= SUPPLIED INFORMATION =
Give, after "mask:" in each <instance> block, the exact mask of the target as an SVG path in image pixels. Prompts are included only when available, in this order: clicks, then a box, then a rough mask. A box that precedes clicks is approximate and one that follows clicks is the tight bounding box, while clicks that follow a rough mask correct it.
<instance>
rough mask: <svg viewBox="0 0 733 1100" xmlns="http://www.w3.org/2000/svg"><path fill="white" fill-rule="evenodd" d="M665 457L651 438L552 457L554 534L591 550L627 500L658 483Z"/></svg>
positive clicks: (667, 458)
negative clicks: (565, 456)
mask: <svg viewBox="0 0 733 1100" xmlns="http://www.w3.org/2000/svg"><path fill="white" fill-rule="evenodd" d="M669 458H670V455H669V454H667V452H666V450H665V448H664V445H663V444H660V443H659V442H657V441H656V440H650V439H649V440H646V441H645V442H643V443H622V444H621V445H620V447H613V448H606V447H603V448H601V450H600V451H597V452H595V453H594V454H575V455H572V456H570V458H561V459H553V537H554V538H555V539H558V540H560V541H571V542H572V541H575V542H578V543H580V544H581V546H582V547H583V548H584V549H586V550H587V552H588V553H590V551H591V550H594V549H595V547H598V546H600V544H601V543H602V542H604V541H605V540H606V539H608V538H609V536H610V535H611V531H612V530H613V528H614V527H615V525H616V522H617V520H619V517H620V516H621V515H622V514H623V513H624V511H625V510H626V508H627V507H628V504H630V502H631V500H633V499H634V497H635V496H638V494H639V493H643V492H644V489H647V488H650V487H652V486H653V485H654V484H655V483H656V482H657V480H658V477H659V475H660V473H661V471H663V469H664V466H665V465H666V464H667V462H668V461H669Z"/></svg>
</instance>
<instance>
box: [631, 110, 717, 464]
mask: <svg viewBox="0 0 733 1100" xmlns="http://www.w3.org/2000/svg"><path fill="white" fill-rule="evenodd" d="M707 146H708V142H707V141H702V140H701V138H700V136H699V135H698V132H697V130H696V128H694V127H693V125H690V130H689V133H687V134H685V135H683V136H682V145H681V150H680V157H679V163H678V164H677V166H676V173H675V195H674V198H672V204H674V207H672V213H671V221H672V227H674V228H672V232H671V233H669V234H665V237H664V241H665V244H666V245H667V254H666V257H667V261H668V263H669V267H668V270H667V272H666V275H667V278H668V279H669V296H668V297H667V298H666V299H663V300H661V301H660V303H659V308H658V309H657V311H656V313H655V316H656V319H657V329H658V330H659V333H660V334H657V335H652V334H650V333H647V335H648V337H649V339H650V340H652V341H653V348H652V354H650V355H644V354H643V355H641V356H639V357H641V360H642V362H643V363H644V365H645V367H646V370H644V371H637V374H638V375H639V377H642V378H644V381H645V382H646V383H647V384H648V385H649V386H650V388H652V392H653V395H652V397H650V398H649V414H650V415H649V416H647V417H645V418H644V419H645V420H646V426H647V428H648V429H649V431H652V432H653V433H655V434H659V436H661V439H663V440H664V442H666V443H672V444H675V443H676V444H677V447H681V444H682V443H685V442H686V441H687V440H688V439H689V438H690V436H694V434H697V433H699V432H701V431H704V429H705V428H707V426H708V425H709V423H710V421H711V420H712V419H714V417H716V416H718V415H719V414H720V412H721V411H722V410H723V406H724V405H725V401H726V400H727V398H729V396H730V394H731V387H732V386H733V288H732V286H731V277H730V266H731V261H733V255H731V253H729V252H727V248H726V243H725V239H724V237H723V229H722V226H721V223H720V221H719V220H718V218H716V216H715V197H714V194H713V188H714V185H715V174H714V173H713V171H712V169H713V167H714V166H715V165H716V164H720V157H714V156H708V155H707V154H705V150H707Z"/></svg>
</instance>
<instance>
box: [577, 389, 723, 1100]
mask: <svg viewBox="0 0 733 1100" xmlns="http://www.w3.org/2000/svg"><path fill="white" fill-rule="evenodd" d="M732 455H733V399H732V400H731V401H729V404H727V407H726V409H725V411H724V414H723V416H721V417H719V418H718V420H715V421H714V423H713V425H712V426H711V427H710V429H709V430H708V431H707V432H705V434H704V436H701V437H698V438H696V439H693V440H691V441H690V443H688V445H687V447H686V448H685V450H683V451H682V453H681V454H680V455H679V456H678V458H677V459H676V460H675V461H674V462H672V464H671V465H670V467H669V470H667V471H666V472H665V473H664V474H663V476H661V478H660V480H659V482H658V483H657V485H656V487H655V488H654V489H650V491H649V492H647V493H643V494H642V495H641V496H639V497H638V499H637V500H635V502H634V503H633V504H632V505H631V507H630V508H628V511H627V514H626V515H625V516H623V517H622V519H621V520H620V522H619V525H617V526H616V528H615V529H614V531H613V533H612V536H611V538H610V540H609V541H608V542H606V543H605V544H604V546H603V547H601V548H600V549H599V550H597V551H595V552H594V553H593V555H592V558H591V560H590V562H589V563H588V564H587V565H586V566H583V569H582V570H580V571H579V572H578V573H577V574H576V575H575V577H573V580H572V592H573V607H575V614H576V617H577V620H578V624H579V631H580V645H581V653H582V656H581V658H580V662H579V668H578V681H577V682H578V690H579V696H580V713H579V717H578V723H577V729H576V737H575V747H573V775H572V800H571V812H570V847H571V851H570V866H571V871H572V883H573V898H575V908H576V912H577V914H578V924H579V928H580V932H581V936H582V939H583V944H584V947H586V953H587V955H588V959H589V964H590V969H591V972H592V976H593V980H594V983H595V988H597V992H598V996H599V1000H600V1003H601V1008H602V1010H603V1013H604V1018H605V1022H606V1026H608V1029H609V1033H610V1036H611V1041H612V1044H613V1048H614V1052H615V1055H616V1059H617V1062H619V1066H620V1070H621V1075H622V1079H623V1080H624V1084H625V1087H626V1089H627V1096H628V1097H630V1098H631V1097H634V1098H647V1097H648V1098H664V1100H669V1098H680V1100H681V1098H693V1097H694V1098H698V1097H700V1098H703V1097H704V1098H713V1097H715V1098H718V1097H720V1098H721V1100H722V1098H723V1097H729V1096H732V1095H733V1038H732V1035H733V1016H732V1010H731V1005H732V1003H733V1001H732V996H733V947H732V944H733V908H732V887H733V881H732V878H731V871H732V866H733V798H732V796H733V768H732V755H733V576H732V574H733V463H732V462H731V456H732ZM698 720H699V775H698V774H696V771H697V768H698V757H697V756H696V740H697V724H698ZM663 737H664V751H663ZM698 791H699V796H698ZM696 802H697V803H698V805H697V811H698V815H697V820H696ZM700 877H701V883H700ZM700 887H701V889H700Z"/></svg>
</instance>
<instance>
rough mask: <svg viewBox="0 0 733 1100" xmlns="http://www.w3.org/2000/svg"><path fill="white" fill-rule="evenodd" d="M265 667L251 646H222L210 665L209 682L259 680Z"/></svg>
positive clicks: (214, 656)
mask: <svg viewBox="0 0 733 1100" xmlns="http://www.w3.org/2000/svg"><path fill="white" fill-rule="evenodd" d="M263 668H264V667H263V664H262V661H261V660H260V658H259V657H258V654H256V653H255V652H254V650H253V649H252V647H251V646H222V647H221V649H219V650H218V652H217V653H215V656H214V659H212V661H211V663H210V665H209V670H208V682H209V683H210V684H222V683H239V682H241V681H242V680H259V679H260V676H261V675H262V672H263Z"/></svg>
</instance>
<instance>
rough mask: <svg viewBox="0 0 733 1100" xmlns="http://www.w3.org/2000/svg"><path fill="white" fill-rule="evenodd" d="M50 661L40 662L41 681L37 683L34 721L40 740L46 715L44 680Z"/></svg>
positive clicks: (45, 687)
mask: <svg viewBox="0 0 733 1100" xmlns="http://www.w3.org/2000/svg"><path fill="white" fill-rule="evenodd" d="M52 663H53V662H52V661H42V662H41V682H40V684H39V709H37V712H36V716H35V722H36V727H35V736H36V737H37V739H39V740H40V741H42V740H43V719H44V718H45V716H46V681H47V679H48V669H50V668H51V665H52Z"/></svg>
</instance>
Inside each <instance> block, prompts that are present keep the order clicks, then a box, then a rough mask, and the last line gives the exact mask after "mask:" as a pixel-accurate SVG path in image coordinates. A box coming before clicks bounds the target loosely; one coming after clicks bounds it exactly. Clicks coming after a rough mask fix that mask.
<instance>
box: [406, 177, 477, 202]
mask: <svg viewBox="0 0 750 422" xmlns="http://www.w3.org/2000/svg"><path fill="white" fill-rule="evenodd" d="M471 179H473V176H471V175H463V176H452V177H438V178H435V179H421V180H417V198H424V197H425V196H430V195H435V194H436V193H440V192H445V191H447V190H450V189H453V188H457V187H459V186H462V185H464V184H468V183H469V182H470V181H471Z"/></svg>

= WORK ORDER =
Reproduce verbatim the stretch of the material from its very start through the line containing "positive clicks: (667, 458)".

= EXERCISE OUTPUT =
Give, after "mask:" in each <instance> block, the exact mask of the target as an SVG path in image pixels. Prompts are included only when available, in this order: clicks, then a box, then a rough mask. A box that precedes clicks is approximate and one that follows clicks is the tight bounding box, while clicks that follow a rough mask correct it.
<instance>
rough mask: <svg viewBox="0 0 733 1100" xmlns="http://www.w3.org/2000/svg"><path fill="white" fill-rule="evenodd" d="M665 457L651 438L552 457L554 534L591 550L627 500L658 483Z"/></svg>
positive clicks: (667, 458)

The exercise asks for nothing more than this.